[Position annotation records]
== == ==

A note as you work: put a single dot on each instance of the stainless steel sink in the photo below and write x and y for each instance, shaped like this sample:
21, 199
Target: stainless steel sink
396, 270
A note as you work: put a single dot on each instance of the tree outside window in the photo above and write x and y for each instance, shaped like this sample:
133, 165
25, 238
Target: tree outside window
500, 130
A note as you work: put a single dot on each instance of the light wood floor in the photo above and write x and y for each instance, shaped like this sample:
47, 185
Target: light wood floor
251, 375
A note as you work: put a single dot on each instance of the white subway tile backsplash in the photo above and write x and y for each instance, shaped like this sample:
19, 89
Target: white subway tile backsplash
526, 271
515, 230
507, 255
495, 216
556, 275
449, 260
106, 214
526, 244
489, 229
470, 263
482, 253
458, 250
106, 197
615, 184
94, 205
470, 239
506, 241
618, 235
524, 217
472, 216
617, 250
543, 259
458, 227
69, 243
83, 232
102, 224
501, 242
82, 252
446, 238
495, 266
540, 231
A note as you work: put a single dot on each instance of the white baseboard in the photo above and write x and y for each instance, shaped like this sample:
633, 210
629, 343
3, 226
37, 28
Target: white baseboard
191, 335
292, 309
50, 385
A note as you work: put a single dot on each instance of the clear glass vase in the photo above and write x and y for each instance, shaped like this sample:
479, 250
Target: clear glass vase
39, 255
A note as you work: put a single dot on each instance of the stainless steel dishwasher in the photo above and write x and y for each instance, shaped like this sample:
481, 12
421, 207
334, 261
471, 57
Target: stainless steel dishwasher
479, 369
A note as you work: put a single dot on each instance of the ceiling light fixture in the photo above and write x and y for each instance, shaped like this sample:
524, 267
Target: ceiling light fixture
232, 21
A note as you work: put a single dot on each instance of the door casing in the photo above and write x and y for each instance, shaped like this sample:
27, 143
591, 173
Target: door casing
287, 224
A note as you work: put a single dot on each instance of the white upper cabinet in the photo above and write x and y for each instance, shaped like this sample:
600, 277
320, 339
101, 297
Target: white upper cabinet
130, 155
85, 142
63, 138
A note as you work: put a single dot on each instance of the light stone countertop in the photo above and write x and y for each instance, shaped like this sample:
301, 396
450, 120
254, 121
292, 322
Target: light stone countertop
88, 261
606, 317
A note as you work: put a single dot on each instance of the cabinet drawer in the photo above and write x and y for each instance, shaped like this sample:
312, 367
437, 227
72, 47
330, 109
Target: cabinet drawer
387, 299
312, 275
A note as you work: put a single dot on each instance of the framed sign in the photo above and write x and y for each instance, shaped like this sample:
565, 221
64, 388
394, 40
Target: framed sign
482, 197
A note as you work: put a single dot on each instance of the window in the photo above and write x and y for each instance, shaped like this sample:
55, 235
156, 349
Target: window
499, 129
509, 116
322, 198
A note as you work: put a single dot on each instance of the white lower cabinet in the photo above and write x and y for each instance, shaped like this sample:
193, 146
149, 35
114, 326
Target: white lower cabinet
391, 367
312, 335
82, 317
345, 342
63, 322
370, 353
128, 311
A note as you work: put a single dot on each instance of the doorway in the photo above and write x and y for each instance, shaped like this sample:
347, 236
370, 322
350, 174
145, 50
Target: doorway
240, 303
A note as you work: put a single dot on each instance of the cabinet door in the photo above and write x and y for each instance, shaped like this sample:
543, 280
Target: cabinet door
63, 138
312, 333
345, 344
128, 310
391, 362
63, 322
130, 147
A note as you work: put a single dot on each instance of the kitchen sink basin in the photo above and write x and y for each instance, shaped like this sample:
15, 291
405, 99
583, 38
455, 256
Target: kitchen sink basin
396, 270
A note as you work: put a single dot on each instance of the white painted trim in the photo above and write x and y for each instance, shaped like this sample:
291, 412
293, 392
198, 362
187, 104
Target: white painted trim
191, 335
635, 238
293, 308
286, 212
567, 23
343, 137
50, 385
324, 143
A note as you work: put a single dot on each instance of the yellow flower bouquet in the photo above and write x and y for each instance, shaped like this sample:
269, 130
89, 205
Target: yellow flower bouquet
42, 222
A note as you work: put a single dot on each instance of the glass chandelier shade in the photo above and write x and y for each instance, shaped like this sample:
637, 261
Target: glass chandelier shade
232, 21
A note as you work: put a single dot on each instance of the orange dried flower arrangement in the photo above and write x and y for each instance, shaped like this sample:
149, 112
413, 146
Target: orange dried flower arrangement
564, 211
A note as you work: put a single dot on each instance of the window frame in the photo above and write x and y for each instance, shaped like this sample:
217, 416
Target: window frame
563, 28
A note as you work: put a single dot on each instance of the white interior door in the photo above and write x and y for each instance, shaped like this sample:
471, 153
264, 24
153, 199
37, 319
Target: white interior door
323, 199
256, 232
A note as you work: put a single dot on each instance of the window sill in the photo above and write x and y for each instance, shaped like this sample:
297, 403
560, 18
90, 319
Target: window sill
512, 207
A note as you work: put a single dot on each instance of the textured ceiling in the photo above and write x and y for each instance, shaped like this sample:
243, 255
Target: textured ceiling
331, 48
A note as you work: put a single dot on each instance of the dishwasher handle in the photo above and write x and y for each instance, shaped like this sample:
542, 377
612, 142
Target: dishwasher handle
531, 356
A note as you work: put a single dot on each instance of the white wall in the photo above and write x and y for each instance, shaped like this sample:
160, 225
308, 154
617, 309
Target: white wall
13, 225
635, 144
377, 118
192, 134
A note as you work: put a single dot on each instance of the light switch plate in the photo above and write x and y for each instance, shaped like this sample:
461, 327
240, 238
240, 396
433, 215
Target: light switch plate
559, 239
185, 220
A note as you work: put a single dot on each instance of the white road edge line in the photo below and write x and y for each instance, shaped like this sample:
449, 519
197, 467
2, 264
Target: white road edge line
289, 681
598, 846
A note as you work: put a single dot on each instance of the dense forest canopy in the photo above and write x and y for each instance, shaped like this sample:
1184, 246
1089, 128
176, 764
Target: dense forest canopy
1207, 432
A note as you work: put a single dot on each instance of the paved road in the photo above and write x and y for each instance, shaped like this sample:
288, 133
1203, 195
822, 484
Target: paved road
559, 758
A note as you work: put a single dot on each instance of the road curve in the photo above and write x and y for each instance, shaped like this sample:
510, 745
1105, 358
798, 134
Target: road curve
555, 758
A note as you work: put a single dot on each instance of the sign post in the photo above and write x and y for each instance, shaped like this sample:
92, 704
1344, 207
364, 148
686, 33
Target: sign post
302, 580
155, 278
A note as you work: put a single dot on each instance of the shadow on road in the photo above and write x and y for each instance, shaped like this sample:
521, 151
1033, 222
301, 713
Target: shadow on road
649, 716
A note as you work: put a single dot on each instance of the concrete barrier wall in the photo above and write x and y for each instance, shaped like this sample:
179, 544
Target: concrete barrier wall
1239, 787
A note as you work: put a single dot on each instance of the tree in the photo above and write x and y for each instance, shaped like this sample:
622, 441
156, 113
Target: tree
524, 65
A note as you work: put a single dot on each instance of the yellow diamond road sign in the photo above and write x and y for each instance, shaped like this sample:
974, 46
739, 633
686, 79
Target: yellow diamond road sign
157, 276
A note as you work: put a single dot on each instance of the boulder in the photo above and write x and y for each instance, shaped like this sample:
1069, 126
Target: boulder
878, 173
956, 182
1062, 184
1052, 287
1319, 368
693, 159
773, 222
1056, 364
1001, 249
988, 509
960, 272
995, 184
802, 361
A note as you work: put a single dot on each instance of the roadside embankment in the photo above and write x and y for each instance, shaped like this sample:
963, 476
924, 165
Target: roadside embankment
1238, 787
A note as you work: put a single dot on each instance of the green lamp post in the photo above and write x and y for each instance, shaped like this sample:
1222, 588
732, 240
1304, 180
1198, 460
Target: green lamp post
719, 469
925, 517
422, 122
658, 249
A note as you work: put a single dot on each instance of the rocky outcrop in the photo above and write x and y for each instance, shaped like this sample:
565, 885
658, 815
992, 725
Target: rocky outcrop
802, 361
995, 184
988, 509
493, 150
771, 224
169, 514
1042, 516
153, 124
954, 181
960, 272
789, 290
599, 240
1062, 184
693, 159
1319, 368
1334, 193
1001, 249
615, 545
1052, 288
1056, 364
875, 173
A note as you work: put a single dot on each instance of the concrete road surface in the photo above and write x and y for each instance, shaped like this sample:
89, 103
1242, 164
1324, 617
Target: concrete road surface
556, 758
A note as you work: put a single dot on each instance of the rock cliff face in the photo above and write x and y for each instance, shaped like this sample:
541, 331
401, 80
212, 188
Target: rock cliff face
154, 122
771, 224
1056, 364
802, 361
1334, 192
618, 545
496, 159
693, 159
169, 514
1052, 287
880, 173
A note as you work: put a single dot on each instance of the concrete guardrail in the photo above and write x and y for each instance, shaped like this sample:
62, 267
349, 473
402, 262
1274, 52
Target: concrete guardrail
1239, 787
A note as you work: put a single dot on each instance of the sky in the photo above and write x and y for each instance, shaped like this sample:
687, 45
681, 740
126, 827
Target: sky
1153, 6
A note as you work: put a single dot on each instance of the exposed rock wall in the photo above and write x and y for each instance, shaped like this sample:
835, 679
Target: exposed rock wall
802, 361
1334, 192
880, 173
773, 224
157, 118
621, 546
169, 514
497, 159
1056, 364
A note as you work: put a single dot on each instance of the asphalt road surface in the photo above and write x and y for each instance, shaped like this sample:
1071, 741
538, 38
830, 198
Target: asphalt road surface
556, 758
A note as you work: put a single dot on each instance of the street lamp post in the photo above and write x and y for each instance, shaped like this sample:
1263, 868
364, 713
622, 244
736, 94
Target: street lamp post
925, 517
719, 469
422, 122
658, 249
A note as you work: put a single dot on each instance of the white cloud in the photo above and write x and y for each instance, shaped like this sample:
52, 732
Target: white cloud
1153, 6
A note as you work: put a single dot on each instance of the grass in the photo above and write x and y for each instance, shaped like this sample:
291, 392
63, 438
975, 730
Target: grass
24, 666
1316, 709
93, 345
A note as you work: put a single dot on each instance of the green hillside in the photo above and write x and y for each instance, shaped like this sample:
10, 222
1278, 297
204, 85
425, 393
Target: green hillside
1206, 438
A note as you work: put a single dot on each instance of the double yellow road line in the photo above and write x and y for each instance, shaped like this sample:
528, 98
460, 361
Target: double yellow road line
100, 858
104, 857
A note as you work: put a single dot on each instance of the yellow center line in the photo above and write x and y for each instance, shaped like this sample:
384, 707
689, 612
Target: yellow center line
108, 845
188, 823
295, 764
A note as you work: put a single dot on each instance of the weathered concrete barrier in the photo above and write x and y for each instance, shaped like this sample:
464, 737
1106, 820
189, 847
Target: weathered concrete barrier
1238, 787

== == ==

## THE TASK
Copy out exactly the lines running from the line with "the green hillside" to the end of the records, inclusive.

## WRITTEN ANSWER
A note as you work: put a single dot on each instance of the green hillside in the photo above and write x and y for each instance, shaped like this sample:
10, 222
1278, 297
204, 85
425, 393
Target: green hillside
1206, 438
A note as you work: put a single dot on each instance of the double yellow road line in the photo above and write x and y for each instance, shaped like this sample:
528, 98
460, 361
Target: double yellow road line
100, 858
104, 857
A note as you work: put a single dot on each instance of the yellow center line in the photo above and write x and y for each instance, shaped like this sample:
384, 707
689, 612
Target: yellow center line
108, 845
188, 823
295, 764
A note as you work: put a single dot on each instance of the weathered concrete barrier in the photo above and write x and y for each instance, shaped like this sample:
464, 737
1106, 820
189, 847
Target: weathered concrete barrier
1238, 787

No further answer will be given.